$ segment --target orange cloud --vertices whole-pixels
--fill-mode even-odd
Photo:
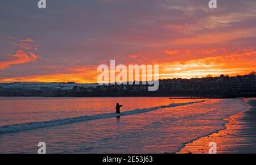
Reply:
[[[27,43],[36,43],[38,42],[38,41],[34,40],[33,39],[31,39],[30,38],[27,38],[26,39],[20,39],[19,40],[20,42],[27,42]]]
[[[221,74],[230,75],[247,74],[256,69],[256,51],[230,54],[213,57],[205,57],[187,61],[163,64],[160,77],[193,78],[204,77],[210,74],[219,76]]]
[[[27,54],[22,50],[16,52],[14,55],[9,55],[9,58],[6,61],[0,61],[0,70],[5,69],[10,65],[30,62],[36,60],[38,56],[32,53]]]

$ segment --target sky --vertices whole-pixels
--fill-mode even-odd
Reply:
[[[256,71],[256,1],[0,2],[0,82],[94,83],[101,64],[158,64],[159,77]]]

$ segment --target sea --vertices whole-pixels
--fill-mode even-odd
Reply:
[[[117,103],[123,105],[115,114]],[[239,99],[0,98],[0,153],[175,153],[225,129]]]

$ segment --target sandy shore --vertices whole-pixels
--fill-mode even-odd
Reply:
[[[245,102],[249,109],[226,119],[226,129],[188,143],[177,153],[208,154],[210,142],[218,154],[256,153],[256,100]]]

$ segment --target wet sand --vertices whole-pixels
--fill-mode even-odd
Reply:
[[[201,137],[177,153],[208,154],[209,143],[217,144],[217,154],[256,153],[256,100],[245,100],[249,108],[225,119],[226,129]]]

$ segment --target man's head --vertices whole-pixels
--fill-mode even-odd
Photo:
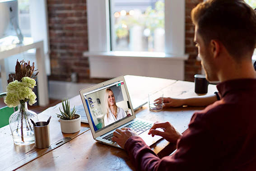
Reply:
[[[200,42],[196,43],[209,80],[218,80],[213,75],[216,66],[208,57],[214,55],[211,44],[223,46],[237,62],[251,57],[256,44],[256,14],[243,0],[209,0],[193,9],[191,18],[195,41]]]

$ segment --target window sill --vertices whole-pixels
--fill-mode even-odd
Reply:
[[[168,58],[171,60],[186,60],[188,59],[188,55],[177,55],[168,54],[163,52],[134,52],[134,51],[111,51],[104,52],[84,52],[83,53],[84,56],[109,56],[109,57],[136,57],[145,58],[148,59]]]
[[[85,52],[83,55],[88,57],[91,78],[106,79],[129,74],[183,80],[188,59],[186,54],[148,52]]]

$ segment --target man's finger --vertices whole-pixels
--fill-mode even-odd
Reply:
[[[119,139],[118,139],[118,138],[114,136],[114,137],[112,137],[112,141],[113,141],[117,142],[118,141]]]
[[[164,132],[159,131],[158,130],[155,129],[152,129],[149,132],[152,135],[159,135],[159,136],[161,136],[161,137],[164,136]]]
[[[166,122],[156,122],[154,124],[152,128],[149,129],[149,131],[151,129],[155,129],[157,128],[166,128],[167,123]]]
[[[118,130],[119,131],[120,129]],[[117,129],[116,130],[116,131],[113,133],[113,135],[115,137],[116,137],[117,138],[119,137],[121,134],[120,132],[117,131]]]

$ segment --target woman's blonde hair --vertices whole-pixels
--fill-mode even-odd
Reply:
[[[107,117],[108,119],[109,116],[109,104],[108,103],[108,93],[110,91],[112,92],[113,94],[114,95],[114,97],[115,97],[115,95],[114,92],[110,88],[107,88],[106,89],[105,92],[105,104],[106,104],[106,106],[107,107]],[[117,106],[116,104],[116,98],[115,98],[115,110],[116,111],[116,113],[117,114]]]

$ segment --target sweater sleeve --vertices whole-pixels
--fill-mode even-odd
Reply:
[[[160,159],[137,136],[128,139],[125,150],[139,171],[196,171],[209,170],[208,167],[214,170],[216,146],[209,132],[197,123],[190,124],[178,140],[177,152],[171,156]]]

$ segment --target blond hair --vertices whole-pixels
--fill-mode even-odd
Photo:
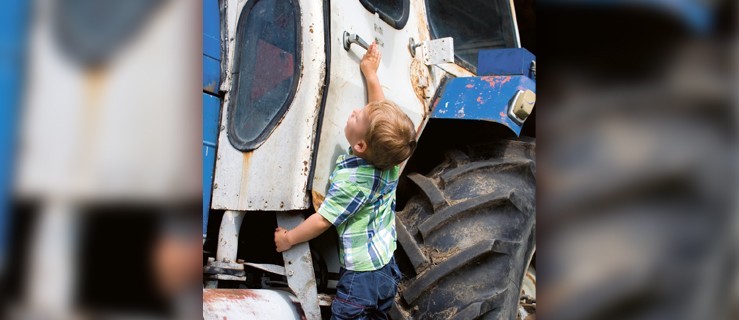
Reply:
[[[416,129],[411,118],[389,100],[370,102],[366,112],[366,160],[375,167],[388,169],[408,159],[416,148]]]

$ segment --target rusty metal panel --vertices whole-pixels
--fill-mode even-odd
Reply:
[[[344,126],[351,111],[367,103],[364,79],[359,70],[359,61],[365,49],[353,45],[349,51],[345,50],[342,38],[344,31],[355,33],[367,42],[378,42],[382,53],[378,76],[385,96],[410,116],[419,131],[426,118],[428,100],[424,90],[417,92],[416,89],[419,84],[428,87],[435,82],[433,79],[419,79],[419,75],[429,77],[430,73],[418,70],[418,64],[412,63],[413,57],[408,49],[410,38],[416,41],[428,39],[423,1],[410,1],[410,16],[402,30],[388,25],[379,16],[366,10],[359,1],[332,1],[330,5],[331,73],[321,141],[315,159],[312,184],[315,205],[320,204],[318,200],[326,194],[328,177],[336,158],[349,147],[344,137]]]
[[[278,212],[277,225],[286,229],[297,227],[305,219],[300,212]],[[290,289],[303,305],[307,320],[320,320],[321,309],[316,289],[316,276],[313,272],[313,259],[310,246],[303,242],[282,253],[285,260],[285,273]]]
[[[235,31],[246,1],[226,3],[226,55],[224,67],[232,70]],[[323,2],[299,1],[301,69],[297,92],[282,121],[256,150],[241,152],[228,139],[226,94],[218,138],[213,209],[299,210],[309,207],[308,176],[320,109],[326,57],[323,35]],[[227,71],[221,89],[231,90],[233,74]]]
[[[284,291],[203,289],[203,319],[303,319],[295,297]]]

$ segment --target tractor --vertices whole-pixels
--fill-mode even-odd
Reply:
[[[367,103],[371,42],[385,96],[418,132],[396,193],[390,316],[535,312],[536,58],[519,32],[533,3],[206,0],[203,14],[205,319],[330,316],[334,228],[284,253],[273,233],[320,207],[344,123]]]

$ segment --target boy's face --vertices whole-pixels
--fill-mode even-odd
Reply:
[[[367,118],[366,108],[354,109],[349,115],[344,127],[344,136],[349,141],[349,145],[355,154],[362,154],[367,150],[367,142],[364,137],[369,130],[369,118]]]

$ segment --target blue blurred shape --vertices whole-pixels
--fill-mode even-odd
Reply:
[[[0,2],[0,261],[5,259],[11,218],[8,200],[23,88],[28,10],[28,1]]]

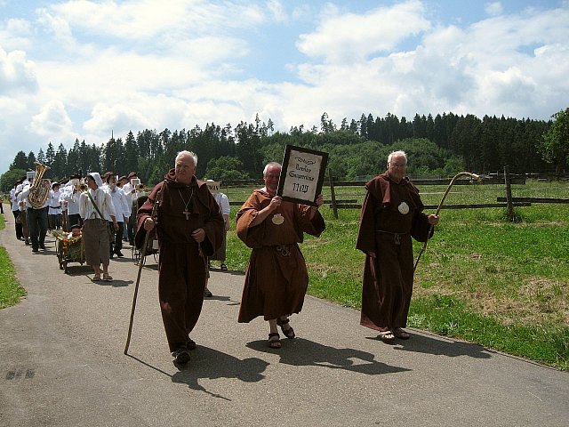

== WHAT YOU SHOULD DO ==
How many lines of the material above contain the string "hair"? Case counts. Give only the number.

== RESULT OF THE TASK ==
2